— Alıştırma seti —
1. PKK'nın Kürtleşememesi üzerine yazıdan "İlahi, bilsem sorar" ifadesinden "mesele PKK’nın Kürtleşememesinde!" ifadesine kadar olan bölümü hiç değiştirmeden yineleyin.
2. PKK'nın Kürtleşememesi üzerine yazıda yazar, okura sorduğu soruyu neden şıklı bir biçime dönüştürüyor? Bir iki cümleyle açıklayın.
3. PKK'nın Kürtleşememesi üzerine yazıyı son cümlesinden sonrasıyla sürdürün.

— Okunacak metin —
=-=-=-=-=

Kim kimin kuşu olmuş belli değil...
Girizgah sınavlardaki paragraf sorularını anımsatabilir ama gerçeğin peşindeki yeni maceramızda katlanacaksınız artık bu kadarına.
***
Lütfen az sonra karşı karşıya kalacağınız soruyu cevaplamadan önce aşağıdaki paragrafı dikkatle okuyunuz:
“Bugün Kürt sorununda çözümün önündeki en büyük engellerden biri işte bu: PKK’nın Kürtleşememesi sorunu. PKK’nın hâlâ bir numaralı gündeminin Kürt sorununa çözüm değil, PKK’nın kazanımlarını artırmak olması.”
Zahmet olacak ama şimdi aynı dikkatle bir de bu satırları okur musunuz:
“PKK, bir türlü Kürtleşemedi, yani Kürt kimliği var, Kürtlerin hak ve özgürlükleri ile ilgili kavga iddiasında ama Kürtleşmiyor.”
***
Hazırsanız işte sorunuz:
- Fark görebiliyor musunuz?
***
Pardon ya, siz çoktan seçmeli soru biçimine alışıksınız değil mi?
Tamam, şöyle yapalım o zaman:
- Yukarıda alt alta verilen ve ayrı ayrı iki farklı şahıs tarafından dillendirilen açıklamalar hakkında aşağıdaki yargılardan hangisi doğrudur:
a) Esinlenme vardır
b) Aşırma vardır
c) Her iki metin de aynı elin ürünüdür
d) İki şahıs ruh ikizidir
e) Biri sizinle kafa buluyordur, bu cümlelerin hepsi aynı kişiye aittir
***
Cevap mı?
İlahi, bilsem sorar mıyım!
***
Aktardığım ilk alıntı Yıldıray Oğur’un dünkü Taraf’ta “PKK’nın Kürt sorunu” başlığıyla yayınlanan yazısındandı. Oğur, herkesin gözden kaçırdığı satır arası ifadeleri birleştirerek “çözümsüzlüğün kaynağı” nı bulan adam havasındaydı:
- Bütün mesele PKK’nın Kürtleşememesinde!
Gelelim ikinci alıntıya.
“PKK, bir türlü Kürtleşemedi” diye başlayan bu satırlar da dün yayınlandı. Sahibi, Türkiye gazetesine konuşan İlhami Işık’tı.

=-=-=-=-=

— Sağlanan veriler —
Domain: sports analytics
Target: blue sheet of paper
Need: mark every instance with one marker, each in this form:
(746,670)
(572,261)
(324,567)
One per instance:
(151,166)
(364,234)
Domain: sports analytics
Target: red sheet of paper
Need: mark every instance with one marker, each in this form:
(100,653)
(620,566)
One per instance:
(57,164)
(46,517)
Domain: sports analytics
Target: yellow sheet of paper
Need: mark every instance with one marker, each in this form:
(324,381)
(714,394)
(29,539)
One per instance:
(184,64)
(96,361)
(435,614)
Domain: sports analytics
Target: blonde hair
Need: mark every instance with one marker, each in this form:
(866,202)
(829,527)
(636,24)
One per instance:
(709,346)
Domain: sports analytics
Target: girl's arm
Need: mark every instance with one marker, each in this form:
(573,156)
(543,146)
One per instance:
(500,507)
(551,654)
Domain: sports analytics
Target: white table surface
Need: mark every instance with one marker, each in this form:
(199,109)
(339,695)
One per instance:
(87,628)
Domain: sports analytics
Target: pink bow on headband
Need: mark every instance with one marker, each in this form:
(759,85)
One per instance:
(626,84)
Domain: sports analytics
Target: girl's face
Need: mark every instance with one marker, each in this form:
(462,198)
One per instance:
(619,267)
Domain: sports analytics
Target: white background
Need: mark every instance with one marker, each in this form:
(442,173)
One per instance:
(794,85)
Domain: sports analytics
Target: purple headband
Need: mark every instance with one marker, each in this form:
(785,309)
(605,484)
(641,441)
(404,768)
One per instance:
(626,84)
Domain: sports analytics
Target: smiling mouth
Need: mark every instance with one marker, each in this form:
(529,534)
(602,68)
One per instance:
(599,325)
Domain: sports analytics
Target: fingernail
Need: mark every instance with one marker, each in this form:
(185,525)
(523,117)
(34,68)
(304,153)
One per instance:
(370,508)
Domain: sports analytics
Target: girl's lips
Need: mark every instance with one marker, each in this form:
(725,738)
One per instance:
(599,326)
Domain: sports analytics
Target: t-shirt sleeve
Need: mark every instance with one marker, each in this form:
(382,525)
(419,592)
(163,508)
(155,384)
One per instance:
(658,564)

=-=-=-=-=

— Cevaplar aşağıda —
1.
İlahi, bilsem sorar mıyım!
***
Aktardığım ilk alıntı Yıldıray Oğur’un dünkü Taraf’ta “PKK’nın Kürt sorunu” başlığıyla yayınlanan yazısındandı. Oğur, herkesin gözden kaçırdığı satır arası ifadeleri birleştirerek “çözümsüzlüğün kaynağı” nı bulan adam havasındaydı:
- Bütün mesele PKK’nın Kürtleşememesinde!

2. Yazar, okurların çoktan seçmeli soru biçimine alışık olduğunu söyler. Bu yüzden farkı soran soruyu a'dan e'ye kadar şıkları olan bir yargı sorusu hâline getirir.

3.
Dikkat çekici olan, eş zamanlı olarak aynı “kilit nokta”yı keşfeden Oğur ve Işık arasındaki bağlantı.
Işık, Taraf’ın nam-ı diğer “Balıkçı”sı!
Hani “Devlet ile Öcalan arasındaki arabulucu” diye tanıtmışlardı, aylarca kimliğini saklamışlardı, onu kaynak göstererek PKK’nın silah bırakacağına dair dizi dizi yönlendirici yayınlar yapmışlardı; ta kendisi!
Hatırlıyorum da “Balıkçı”nın misyonunu Emin Çölaşan’ın “Minik Kuşu”na benzetenler bile olmuştu!
Lakin dünkü manzara gösterdi ki Yıldıray Oğur ile “haber kaynağı” arasındaki ilişkide kim kimin kuşu olduğu çok da net değil!
Bir kere Oğur’un kendi tespitiymiş gibi kaleme aldığı tezlerin asıl sahibi Işık ise “haber kaynağı”ndan ziyade bir “fikir kaynağı”ndan söz etmek gerekir!
“PKK Kürtleşemiyor” teorisi Oğur’a mı ait, Işık’a mı? Işık’a aitse Oğur bunu neden gizledi; maksadı neydi? Ya da ikisinin stratejisini de belirleyen bir “üçüncü kişi/kurum”mu var acaba?
Kim kime “sözcülük” ediyor?
Kim kimin “aracı”sı?
Taraf yönetimi bütün bunların farkında mı? (Ya da parçası mı?)
Bütün bu soruları bizim değil de Taraf okurlarının sorması gerekiyor aslında. Çünkü bir “kandırmaca” varsa “kandırılanlar” onlar!
Davutoğlu’nun ilk büyük zaferi!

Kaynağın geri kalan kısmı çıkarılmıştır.